# Task statement
Pick up the mailing-list post about sd_revalidate_disk and the -ENOMEDIUM case right after its last sentence, and keep writing it.

# Excerpted passage
--*--
According to the comments by Huajun Li:
http://www.spinics.net/lists/linux-scsi/msg55698.html

The following commit has changed __blkdev_get() to end up calling
sd_revalidate_disk() without getting a refcount of scsi_device:

commit 1196f8b814f32cd04df334abf47648c2a9fd8324
Author: Tejun Heo <[email protected]>
Date: Thu Apr 21 20:54:45 2011 +0200

block: rescan partitions on invalidated devices on -ENOMEDIA too

that could lead to oops like this:

process A process B
----------------------------------------------
sys_open
__blkdev_get
sd_open
returns -ENOMEDIUM
scsi_remove_device
<scsi_device torn down>
rescan_partitions
sd_revalidate_disk
<oops>

Should "revalidate_disk" of block_device_operations work
without successful open()?

If so, sd_revalidate_disk() (and possibly other drivers) needs to be
fixed. (e.g. use scsi_disk_get/put by itself)

If not, __blkdev_get() or rescan_partision() should avoid calling
"revalidate_disk" for -ENOMEDIUM case.
--*--
Extracted records
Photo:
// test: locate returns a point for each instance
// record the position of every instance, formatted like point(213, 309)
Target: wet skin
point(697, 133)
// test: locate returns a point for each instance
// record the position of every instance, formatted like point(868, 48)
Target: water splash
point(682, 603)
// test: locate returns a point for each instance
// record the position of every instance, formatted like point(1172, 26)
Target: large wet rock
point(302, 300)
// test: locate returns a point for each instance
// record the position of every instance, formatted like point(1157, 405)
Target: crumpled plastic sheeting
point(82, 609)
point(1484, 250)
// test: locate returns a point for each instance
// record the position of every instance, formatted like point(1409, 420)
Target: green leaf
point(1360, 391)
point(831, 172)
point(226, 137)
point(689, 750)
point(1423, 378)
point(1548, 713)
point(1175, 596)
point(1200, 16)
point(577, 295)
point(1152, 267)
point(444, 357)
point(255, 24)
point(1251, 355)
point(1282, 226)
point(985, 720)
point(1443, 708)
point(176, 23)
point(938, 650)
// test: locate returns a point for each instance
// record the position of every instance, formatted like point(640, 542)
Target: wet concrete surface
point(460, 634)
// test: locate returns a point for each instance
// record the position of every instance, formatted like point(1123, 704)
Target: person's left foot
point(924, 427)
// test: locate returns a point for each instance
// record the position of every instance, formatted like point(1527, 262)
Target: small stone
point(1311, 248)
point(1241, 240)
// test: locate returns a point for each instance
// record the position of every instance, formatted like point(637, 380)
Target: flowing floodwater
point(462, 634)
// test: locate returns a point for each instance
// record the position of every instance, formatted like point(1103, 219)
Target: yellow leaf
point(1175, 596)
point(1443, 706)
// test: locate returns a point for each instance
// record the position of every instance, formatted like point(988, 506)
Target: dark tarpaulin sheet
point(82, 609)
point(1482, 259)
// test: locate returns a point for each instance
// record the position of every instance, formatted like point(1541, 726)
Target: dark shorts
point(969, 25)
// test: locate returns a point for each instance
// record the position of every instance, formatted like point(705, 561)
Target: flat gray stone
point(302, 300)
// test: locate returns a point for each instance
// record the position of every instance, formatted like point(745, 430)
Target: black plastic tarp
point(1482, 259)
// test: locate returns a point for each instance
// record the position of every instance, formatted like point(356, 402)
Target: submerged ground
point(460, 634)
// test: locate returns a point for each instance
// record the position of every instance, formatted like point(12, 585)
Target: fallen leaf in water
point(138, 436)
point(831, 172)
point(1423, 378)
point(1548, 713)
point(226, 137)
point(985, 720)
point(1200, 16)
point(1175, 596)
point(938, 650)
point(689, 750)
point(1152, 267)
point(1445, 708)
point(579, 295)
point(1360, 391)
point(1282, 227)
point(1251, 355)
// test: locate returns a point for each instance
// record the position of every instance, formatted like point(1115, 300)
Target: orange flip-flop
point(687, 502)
--*--
# Response to the exercise
Thanks,
--
Jun'ichi Nomura, NEC Corporation

2012-02-14 13:32:04

by Stefan Richter

[permalink] [raw]
Subject: Re: Kernel crashing on eject SD card

On Feb 14 Jun'ichi Nomura wrote:
> According to the comments by Huajun Li:
> http://www.spinics.net/lists/linux-scsi/msg55698.html
>
> The following commit has changed __blkdev_get() to end up calling
> sd_revalidate_disk() without getting a refcount of scsi_device:
>
> commit 1196f8b814f32cd04df334abf47648c2a9fd8324
> Author: Tejun Heo <[email protected]>
> Date: Thu Apr 21 20:54:45 2011 +0200
>
> block: rescan partitions on invalidated devices on -ENOMEDIA too
>
> that could lead to oops like this:
>
> process A process B
> ----------------------------------------------
> sys_open
> __blkdev_get
> sd_open
> returns -ENOMEDIUM
> scsi_remove_device
> <scsi_device torn down>
> rescan_partitions
> sd_revalidate_disk
> <oops>
>
> Should "revalidate_disk" of block_device_operations work
> without successful open()?
>
> If so, sd_revalidate_disk() (and possibly other drivers) needs to be
> fixed. (e.g. use scsi_disk_get/put by itself)
>
> If not, __blkdev_get() or rescan_partision() should avoid calling
> "revalidate_disk" for -ENOMEDIUM case.

It may very well be that not only sd_revalidate_disk is affected.

I have yet to check whether the "open -> unplug -> ioctl -> oops" bug from
http://www.spinics.net/lists/linux-scsi/msg56254.html
(a) happens under 3.3-rc still (was reported against 3.2-rc7),
(b) affects sd devices too (was reported against sr devices).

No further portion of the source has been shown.